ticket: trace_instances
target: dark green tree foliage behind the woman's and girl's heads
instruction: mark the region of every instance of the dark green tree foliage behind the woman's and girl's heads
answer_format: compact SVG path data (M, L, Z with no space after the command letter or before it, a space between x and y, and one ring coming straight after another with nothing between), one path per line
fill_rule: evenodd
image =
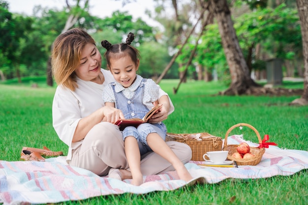
M34 16L23 17L10 13L5 1L0 3L2 5L0 7L0 69L6 79L17 77L16 70L21 76L46 73L52 44L62 32L70 14L79 16L74 27L88 29L97 42L101 54L105 53L100 45L102 40L122 43L128 32L136 35L133 42L136 47L143 42L155 40L154 29L140 18L133 21L132 16L127 12L116 11L111 17L100 19L90 16L87 6L81 8L77 4L71 7L69 13L65 8L57 10L36 6ZM156 60L160 63L158 67L162 64L159 58L157 57ZM162 61L164 62L165 58ZM104 59L102 65L103 67L106 65Z

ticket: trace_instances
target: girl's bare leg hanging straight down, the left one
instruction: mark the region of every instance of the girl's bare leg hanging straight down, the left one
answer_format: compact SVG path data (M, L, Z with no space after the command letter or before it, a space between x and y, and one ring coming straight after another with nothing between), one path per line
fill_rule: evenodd
M143 176L140 170L140 151L137 139L134 136L126 137L124 147L126 159L133 178L131 184L139 186L143 183Z

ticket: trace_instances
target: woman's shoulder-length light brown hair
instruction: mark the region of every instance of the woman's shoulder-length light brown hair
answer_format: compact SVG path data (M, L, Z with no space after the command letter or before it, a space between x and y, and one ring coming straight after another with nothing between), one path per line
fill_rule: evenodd
M94 39L85 30L74 28L60 34L51 55L52 73L58 85L75 90L75 70L80 65L82 50L86 44L95 45Z

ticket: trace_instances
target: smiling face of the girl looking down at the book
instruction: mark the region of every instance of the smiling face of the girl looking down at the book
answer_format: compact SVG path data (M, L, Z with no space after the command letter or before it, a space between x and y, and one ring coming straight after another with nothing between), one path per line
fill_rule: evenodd
M111 58L110 65L108 65L115 80L124 88L128 88L135 81L138 67L139 59L137 65L135 65L128 55L125 55L120 59Z

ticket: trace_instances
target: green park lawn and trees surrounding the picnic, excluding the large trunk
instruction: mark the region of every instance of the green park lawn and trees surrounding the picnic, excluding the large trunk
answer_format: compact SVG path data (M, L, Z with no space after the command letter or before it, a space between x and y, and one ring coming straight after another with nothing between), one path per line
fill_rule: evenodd
M295 1L227 1L249 76L262 88L300 90L289 94L264 92L231 96L218 94L229 88L232 79L215 18L198 40L201 25L208 16L196 24L203 11L199 3L207 1L154 1L157 4L151 15L159 22L159 27L149 26L123 11L115 11L106 18L92 16L85 4L89 1L68 2L72 3L69 8L65 3L60 9L37 6L32 15L25 15L11 13L9 4L0 0L1 160L18 161L22 146L46 145L66 154L67 147L52 127L51 105L56 85L48 78L48 59L52 42L66 28L67 22L72 23L70 27L87 29L101 53L104 53L101 40L118 43L128 32L136 33L138 38L134 46L141 51L143 66L139 74L154 80L159 79L187 39L182 52L159 83L176 107L165 122L168 131L205 131L224 138L229 127L246 122L256 127L261 136L269 134L270 141L281 148L308 150L308 108L289 105L302 95L305 80L301 26ZM129 3L129 0L121 2ZM178 3L178 16L174 10L171 13L172 2ZM78 16L77 21L67 21L69 16ZM196 42L198 45L189 62ZM277 85L268 85L269 59L281 62L282 76L278 79L282 80ZM180 87L179 78L183 79ZM299 81L289 80L294 78ZM242 134L237 132L240 133L233 134ZM256 142L253 132L243 132L246 140ZM308 203L307 181L307 170L304 170L293 176L228 179L170 192L102 196L67 204L304 205Z

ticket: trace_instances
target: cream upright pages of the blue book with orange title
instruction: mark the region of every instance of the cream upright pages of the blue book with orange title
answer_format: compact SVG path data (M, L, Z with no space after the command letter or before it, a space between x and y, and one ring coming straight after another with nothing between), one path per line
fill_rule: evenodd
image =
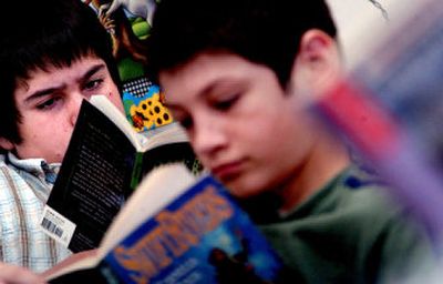
M153 170L114 219L100 245L99 257L106 255L121 240L195 181L196 178L183 164L167 164Z

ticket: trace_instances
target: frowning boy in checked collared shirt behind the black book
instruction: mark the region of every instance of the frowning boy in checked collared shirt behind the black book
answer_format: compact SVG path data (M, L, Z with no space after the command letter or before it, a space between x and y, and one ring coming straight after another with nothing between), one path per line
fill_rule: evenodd
M119 74L109 34L80 0L7 1L1 13L0 261L41 272L71 254L39 220L80 104L105 94L123 112Z

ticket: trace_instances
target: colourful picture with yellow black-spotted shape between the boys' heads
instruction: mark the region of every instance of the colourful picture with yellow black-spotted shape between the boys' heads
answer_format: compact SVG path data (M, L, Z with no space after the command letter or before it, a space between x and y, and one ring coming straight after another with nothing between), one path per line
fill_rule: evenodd
M155 11L155 0L86 0L113 42L113 55L122 80L123 103L127 120L137 132L173 122L162 103L163 94L145 74L146 39Z

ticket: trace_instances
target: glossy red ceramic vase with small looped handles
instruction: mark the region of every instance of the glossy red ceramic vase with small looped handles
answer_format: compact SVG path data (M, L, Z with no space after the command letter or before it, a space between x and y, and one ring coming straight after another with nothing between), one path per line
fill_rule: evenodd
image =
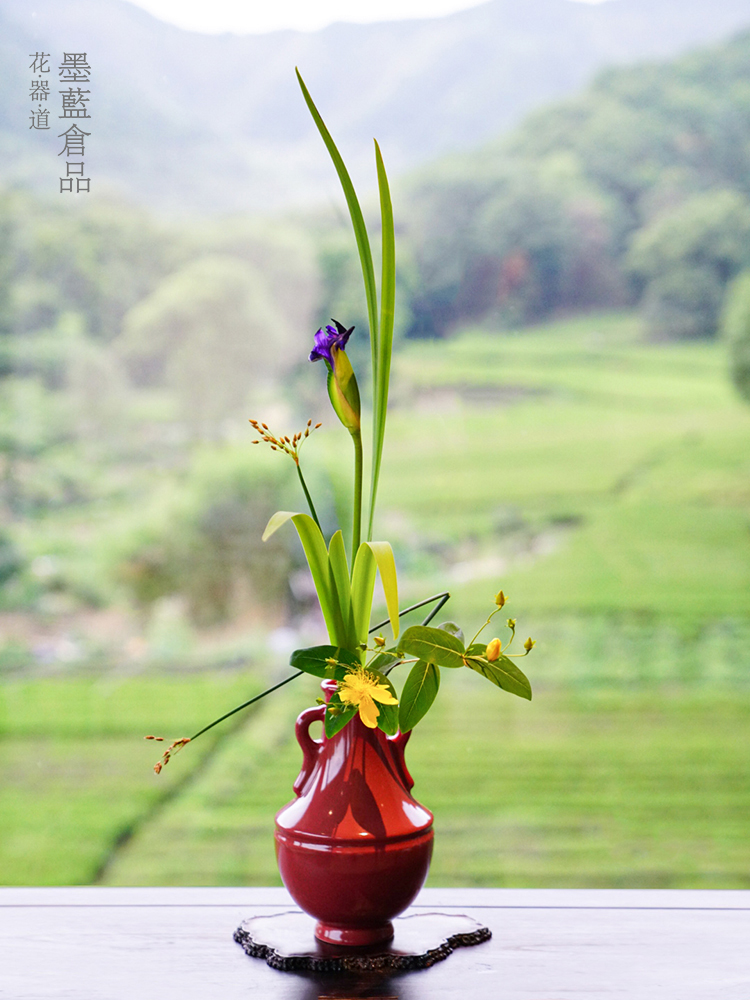
M328 697L336 690L335 681L321 686ZM315 740L309 729L324 711L309 708L297 719L304 758L297 797L276 816L279 871L318 920L319 940L379 944L427 878L433 817L411 796L410 733L389 737L356 716L331 739Z

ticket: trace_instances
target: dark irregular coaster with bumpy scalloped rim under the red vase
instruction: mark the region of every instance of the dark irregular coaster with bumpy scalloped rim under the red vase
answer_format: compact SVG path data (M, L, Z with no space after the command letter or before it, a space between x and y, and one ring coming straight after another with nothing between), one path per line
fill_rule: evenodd
M252 958L281 972L372 972L427 969L456 948L489 941L488 927L460 914L416 913L393 921L393 940L366 949L323 944L299 910L244 920L234 940Z

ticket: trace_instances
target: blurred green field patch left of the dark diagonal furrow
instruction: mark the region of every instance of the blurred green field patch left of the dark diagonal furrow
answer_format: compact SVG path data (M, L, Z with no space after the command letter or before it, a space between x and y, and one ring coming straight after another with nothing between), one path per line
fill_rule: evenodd
M157 779L172 739L258 690L231 675L7 681L0 685L0 884L83 885L154 809L182 791L232 727ZM210 721L210 720L209 720Z

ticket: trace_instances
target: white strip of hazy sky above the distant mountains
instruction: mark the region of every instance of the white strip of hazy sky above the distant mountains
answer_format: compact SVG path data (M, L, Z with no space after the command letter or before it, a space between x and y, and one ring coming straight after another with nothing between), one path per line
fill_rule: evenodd
M315 31L334 21L395 21L441 17L477 0L131 0L150 14L191 31L238 34L295 28ZM519 0L523 3L524 0ZM560 0L567 3L568 0ZM576 0L601 3L603 0Z

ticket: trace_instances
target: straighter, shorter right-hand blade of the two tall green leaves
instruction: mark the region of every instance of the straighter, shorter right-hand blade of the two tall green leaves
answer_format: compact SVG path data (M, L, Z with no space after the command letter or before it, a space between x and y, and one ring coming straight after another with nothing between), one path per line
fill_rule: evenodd
M377 364L373 364L372 412L372 476L370 479L370 517L367 528L368 541L372 538L375 519L375 500L380 479L380 463L385 440L385 421L388 415L388 386L391 378L391 352L393 349L393 317L396 305L396 237L393 227L393 206L388 176L385 172L380 147L375 142L375 161L378 168L380 191L380 217L382 221L383 269L380 283L380 327L377 342Z

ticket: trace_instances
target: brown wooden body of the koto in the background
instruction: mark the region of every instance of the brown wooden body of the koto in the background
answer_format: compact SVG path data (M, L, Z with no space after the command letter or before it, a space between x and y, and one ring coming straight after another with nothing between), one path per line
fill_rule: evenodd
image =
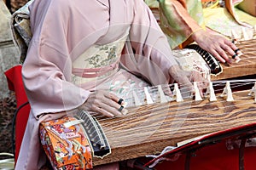
M240 56L241 60L238 63L233 60L232 65L221 64L223 72L218 76L212 76L212 80L256 75L256 39L236 42L236 46L243 53Z

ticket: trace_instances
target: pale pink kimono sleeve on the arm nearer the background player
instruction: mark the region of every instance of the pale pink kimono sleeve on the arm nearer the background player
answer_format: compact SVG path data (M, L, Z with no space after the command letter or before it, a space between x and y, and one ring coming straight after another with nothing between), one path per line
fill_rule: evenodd
M142 0L136 0L134 4L134 18L128 45L131 44L131 60L136 68L129 65L127 67L154 85L168 83L172 79L168 71L172 65L177 65L177 62L166 36L160 30L148 6Z

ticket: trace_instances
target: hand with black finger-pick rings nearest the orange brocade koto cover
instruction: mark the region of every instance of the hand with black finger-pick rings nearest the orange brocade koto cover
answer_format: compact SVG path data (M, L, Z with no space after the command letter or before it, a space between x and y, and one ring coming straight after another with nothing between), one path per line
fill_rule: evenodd
M118 102L119 98L115 94L104 90L97 90L89 95L89 98L79 109L92 111L108 117L123 116L128 111L123 108L124 101L122 101L121 105Z

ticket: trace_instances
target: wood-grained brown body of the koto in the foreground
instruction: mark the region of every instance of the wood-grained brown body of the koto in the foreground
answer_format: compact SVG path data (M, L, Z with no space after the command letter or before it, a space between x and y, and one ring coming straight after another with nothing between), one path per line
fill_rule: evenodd
M158 154L166 146L231 127L256 122L256 104L249 91L233 92L235 101L208 99L129 108L124 117L98 119L112 153L94 158L94 165Z

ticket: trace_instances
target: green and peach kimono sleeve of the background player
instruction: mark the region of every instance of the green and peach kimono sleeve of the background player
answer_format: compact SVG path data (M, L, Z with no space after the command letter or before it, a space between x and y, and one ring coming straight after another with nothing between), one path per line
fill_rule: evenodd
M176 48L204 28L201 1L160 0L160 26L171 48Z

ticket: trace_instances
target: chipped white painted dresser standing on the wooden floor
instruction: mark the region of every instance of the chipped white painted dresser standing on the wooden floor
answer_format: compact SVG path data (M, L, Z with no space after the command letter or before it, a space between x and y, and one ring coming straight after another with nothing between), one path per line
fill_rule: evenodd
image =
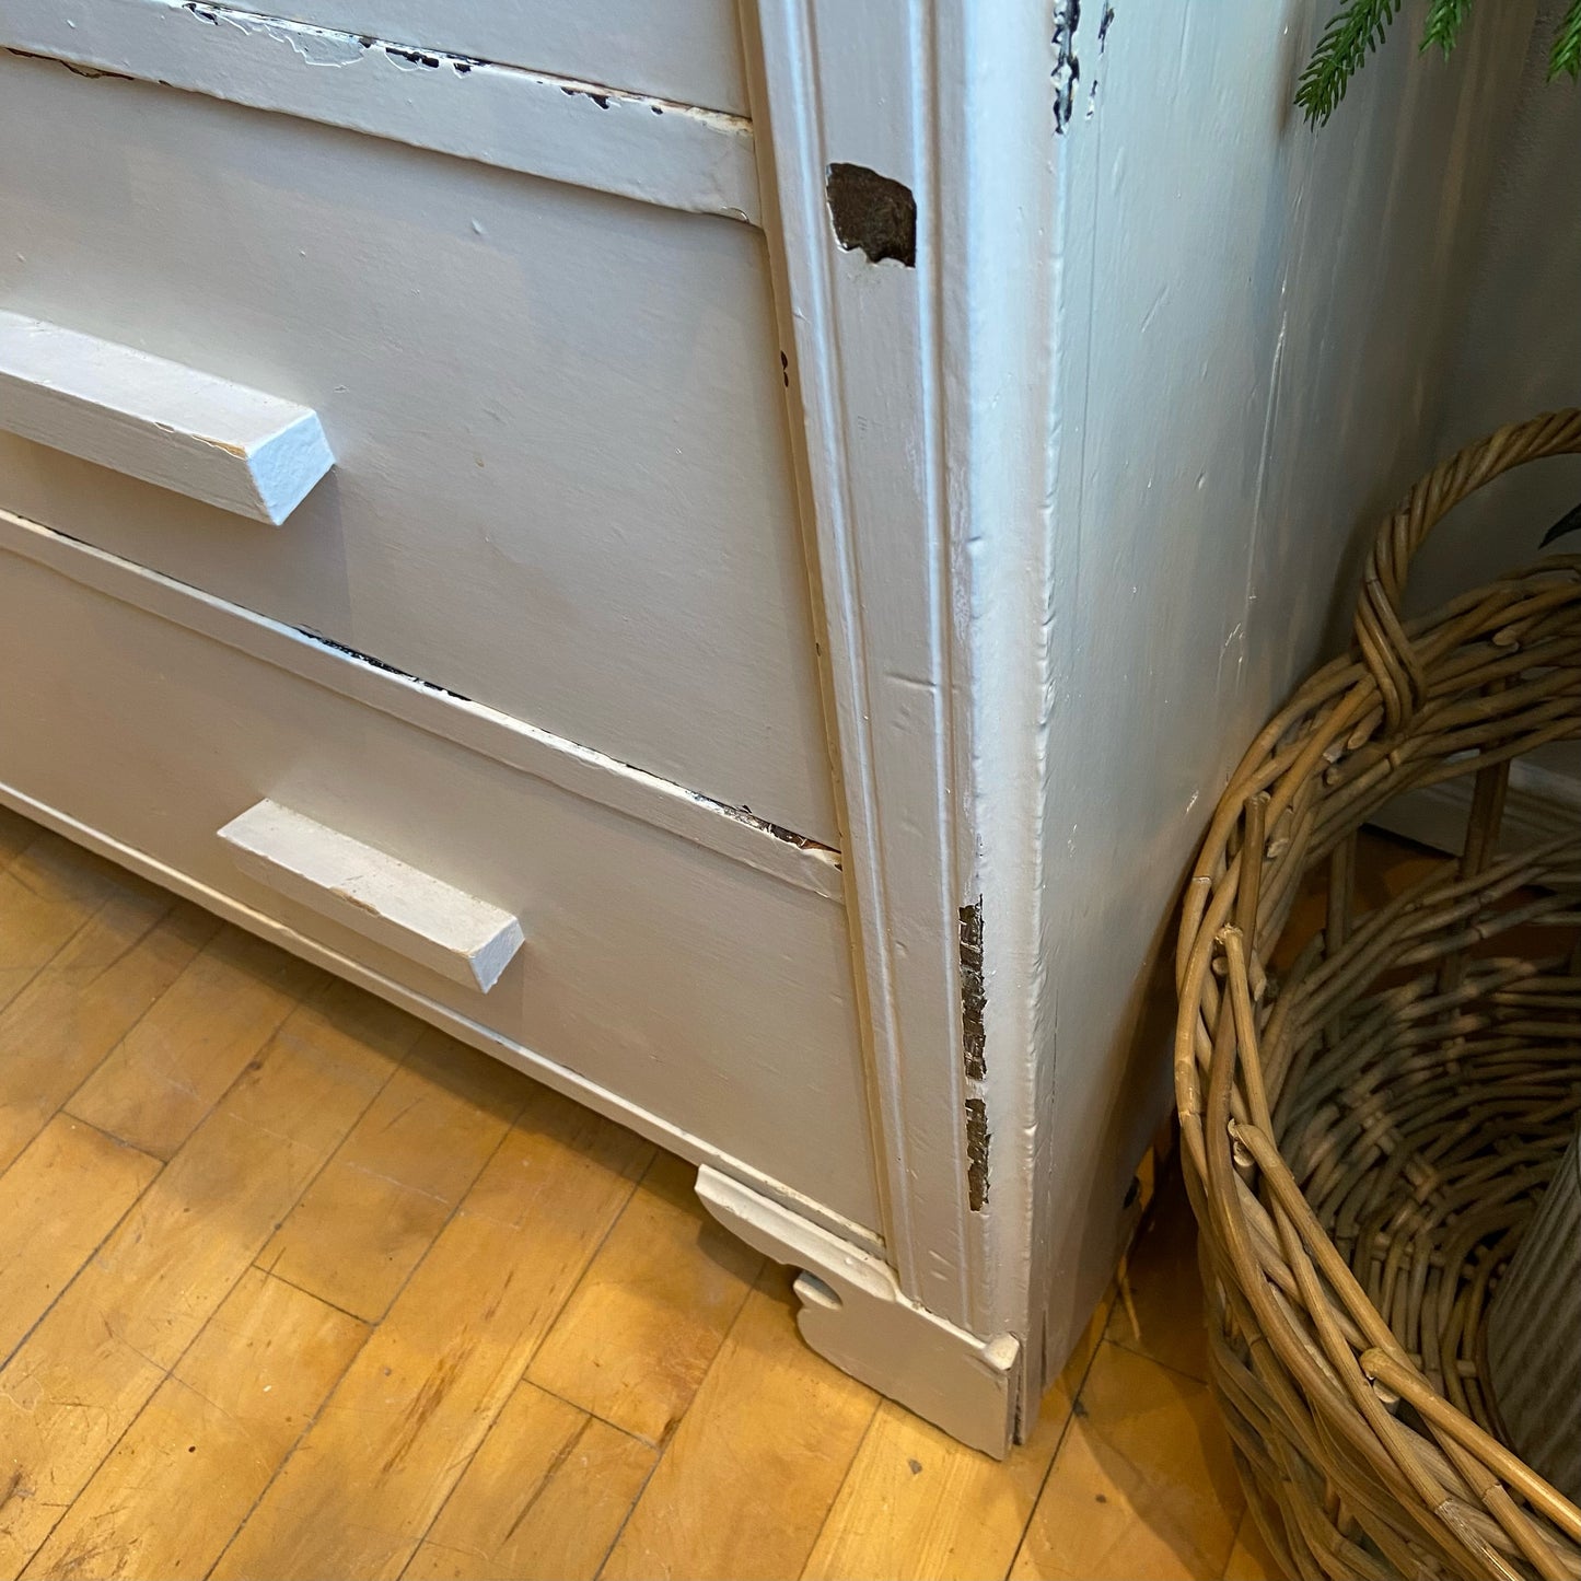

■ **ABOUT THIS EXERCISE**
Where does the string "blade" occur in the listing above? Return every line that contains it.

■ **RESPONSE TO THE TASK**
target: straighter, shorter right-hand blade of the two tall green leaves
instruction: mark the region of every instance of the straighter, shorter right-hand blade of the two tall green leaves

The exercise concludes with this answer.